====== DATASET EXTRACT ======

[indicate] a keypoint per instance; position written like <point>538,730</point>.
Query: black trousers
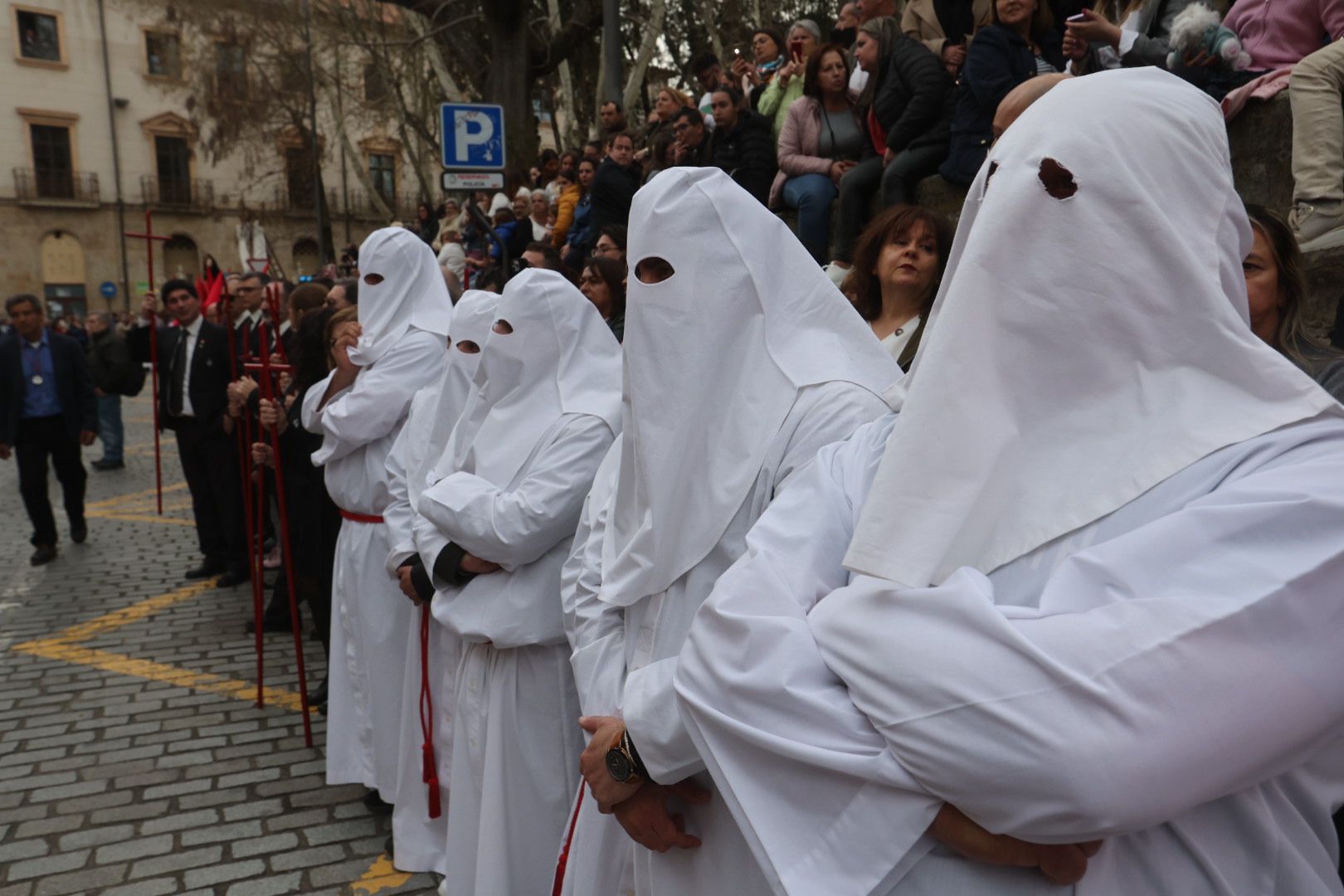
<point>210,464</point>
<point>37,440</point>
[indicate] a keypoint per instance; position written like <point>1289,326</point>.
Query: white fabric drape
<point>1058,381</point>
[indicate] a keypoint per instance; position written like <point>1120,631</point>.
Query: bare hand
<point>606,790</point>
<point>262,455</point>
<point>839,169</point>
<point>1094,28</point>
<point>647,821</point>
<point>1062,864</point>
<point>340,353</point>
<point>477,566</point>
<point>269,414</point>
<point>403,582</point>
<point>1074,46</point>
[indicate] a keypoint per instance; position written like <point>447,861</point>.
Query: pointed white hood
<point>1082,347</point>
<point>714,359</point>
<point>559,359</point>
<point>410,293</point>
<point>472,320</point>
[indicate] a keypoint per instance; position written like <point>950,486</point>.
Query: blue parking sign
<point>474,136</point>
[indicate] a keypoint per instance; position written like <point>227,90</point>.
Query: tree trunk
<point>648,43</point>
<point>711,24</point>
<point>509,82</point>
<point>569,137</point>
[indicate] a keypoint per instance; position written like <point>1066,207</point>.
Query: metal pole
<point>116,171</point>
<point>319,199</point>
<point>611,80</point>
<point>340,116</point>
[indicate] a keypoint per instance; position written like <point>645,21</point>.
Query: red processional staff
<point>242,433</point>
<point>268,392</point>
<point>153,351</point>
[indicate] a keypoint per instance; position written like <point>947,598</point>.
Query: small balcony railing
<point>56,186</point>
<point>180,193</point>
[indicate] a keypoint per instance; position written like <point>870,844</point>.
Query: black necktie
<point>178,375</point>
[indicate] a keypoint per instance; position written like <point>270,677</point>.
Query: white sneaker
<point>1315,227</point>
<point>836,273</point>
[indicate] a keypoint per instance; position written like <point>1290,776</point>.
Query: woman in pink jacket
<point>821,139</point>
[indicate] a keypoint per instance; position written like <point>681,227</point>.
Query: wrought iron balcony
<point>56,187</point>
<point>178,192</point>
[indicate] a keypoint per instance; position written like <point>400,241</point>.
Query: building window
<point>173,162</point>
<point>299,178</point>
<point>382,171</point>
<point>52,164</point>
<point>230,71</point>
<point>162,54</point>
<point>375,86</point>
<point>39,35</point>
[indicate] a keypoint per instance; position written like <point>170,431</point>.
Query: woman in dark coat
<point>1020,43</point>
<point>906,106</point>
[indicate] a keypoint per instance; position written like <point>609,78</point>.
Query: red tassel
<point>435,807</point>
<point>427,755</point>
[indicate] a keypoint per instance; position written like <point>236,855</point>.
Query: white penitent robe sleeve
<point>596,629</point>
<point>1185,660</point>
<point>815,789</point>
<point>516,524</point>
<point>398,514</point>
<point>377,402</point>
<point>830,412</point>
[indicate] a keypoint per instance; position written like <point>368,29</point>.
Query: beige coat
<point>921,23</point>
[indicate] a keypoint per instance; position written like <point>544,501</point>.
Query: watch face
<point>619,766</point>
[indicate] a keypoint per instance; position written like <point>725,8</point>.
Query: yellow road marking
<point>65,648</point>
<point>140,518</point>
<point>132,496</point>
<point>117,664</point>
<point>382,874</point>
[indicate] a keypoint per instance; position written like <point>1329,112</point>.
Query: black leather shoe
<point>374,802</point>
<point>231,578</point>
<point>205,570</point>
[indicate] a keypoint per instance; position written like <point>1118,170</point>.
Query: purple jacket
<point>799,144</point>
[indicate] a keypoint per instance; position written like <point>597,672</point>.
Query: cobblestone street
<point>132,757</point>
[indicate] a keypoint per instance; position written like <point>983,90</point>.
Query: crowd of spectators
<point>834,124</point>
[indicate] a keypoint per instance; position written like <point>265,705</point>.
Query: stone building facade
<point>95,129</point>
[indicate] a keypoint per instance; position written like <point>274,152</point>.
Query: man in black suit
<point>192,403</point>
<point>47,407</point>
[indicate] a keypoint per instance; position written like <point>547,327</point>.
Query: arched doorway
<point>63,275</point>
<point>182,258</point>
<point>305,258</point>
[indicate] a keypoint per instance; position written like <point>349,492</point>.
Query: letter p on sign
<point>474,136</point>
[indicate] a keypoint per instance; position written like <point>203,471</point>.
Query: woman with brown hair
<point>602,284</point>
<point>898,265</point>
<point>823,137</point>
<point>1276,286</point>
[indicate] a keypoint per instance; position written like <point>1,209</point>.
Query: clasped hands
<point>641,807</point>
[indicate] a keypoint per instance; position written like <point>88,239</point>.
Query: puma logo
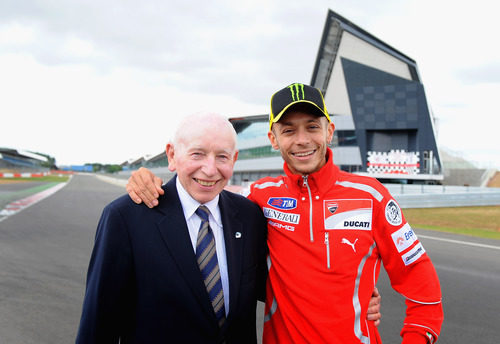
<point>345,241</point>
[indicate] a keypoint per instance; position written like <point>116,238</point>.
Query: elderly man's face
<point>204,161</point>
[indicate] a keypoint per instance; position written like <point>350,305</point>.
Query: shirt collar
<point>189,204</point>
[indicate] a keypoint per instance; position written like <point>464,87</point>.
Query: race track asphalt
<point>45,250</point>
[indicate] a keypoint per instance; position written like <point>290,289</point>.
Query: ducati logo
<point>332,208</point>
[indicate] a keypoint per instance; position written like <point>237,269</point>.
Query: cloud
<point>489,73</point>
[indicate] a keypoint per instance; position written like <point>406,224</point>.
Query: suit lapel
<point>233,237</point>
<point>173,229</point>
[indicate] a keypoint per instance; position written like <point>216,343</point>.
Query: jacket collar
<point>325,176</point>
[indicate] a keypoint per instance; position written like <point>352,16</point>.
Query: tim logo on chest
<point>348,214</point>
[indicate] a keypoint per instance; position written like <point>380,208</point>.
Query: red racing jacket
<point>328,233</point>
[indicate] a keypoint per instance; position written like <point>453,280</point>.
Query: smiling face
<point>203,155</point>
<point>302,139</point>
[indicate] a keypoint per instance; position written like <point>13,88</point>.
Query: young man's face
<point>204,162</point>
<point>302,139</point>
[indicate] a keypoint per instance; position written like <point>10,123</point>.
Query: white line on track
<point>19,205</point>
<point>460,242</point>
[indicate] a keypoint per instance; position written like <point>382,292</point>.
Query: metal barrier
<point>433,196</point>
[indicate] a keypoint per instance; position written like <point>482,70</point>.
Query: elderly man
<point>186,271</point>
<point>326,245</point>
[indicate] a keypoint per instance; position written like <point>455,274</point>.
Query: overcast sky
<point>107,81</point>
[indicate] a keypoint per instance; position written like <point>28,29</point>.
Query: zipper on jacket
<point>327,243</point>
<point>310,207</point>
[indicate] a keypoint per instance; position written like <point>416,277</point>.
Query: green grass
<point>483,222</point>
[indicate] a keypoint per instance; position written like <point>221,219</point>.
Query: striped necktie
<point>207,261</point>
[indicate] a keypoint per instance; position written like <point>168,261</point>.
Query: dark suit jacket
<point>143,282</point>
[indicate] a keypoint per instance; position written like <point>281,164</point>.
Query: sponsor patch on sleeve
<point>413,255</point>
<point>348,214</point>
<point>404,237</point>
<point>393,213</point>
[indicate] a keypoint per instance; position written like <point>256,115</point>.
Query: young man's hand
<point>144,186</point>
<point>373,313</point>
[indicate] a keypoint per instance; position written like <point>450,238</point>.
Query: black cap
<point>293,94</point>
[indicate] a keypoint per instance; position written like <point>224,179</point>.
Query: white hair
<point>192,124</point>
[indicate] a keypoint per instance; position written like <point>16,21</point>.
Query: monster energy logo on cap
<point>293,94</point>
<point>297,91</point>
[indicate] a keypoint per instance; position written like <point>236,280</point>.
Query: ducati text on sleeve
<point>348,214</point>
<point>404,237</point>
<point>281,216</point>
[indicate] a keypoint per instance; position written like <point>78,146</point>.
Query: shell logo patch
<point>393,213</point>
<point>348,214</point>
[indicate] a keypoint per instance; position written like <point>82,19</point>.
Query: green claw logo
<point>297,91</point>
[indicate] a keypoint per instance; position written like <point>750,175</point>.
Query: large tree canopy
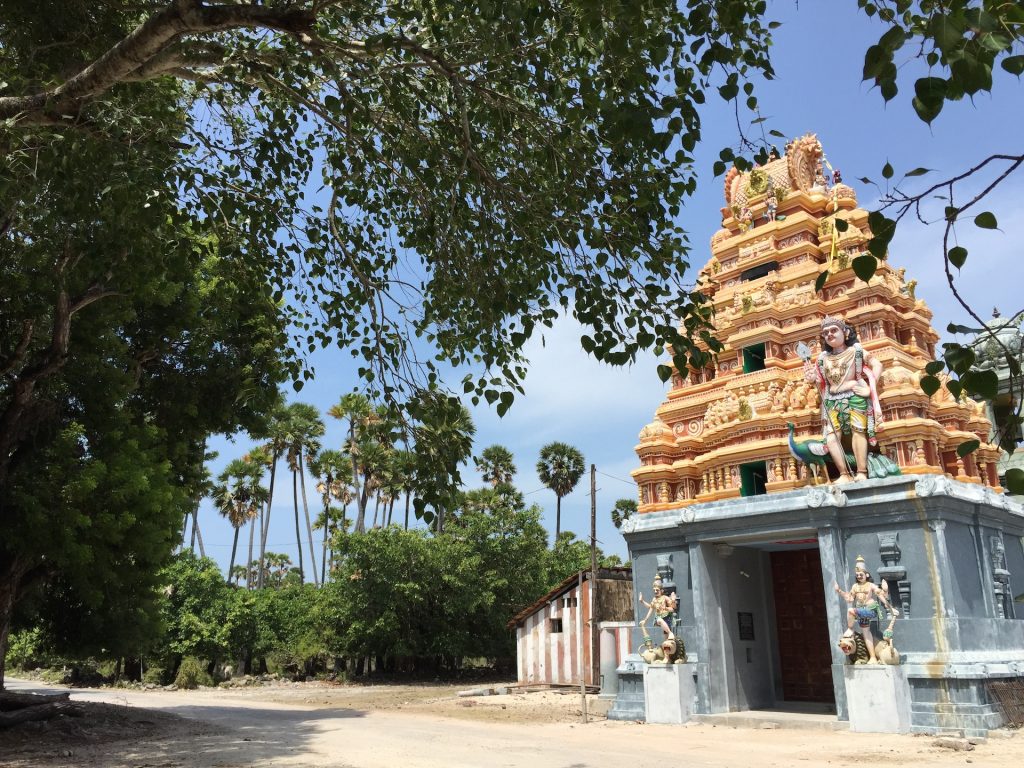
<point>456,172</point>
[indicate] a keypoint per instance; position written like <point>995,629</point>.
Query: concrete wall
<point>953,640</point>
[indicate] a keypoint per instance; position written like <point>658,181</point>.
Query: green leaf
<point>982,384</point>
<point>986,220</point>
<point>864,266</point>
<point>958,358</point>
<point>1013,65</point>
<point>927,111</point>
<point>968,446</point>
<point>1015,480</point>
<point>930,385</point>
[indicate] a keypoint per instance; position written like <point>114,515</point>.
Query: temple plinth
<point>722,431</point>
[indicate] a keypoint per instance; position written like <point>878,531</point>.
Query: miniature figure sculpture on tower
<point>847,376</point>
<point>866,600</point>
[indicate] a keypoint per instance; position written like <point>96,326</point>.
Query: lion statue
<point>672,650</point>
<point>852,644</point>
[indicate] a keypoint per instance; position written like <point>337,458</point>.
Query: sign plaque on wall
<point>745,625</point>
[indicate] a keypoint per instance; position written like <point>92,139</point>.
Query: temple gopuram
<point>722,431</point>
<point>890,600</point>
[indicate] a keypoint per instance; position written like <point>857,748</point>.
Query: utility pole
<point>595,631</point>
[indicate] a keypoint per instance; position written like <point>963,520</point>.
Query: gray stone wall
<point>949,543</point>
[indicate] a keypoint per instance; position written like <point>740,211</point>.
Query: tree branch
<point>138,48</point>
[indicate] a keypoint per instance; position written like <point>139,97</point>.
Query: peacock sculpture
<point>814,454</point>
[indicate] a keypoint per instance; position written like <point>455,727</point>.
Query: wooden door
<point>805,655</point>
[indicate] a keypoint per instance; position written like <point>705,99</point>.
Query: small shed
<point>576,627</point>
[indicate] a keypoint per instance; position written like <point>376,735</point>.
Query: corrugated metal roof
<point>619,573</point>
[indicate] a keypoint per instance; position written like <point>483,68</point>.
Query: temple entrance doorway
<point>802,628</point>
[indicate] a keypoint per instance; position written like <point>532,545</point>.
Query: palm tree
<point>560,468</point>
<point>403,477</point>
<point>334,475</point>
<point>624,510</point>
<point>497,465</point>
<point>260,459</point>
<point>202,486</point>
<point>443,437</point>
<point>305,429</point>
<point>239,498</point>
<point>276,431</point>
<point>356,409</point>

======

• OBJECTIVE
Output everything from the line containing "written like <point>376,735</point>." down to the last line of the data, reproducing each line unchanged.

• FINAL RESULT
[indicate] a keypoint per instance; position written like <point>376,735</point>.
Query: corrugated metal roof
<point>619,573</point>
[indicate] a keypoint per instance; position written like <point>483,68</point>.
Query: temple entrance doorway
<point>802,628</point>
[indicate] a keypoint per instance; position written like <point>532,545</point>.
Query: palm tree
<point>560,468</point>
<point>403,477</point>
<point>334,475</point>
<point>624,510</point>
<point>497,465</point>
<point>260,459</point>
<point>202,486</point>
<point>443,437</point>
<point>305,429</point>
<point>239,498</point>
<point>276,431</point>
<point>356,409</point>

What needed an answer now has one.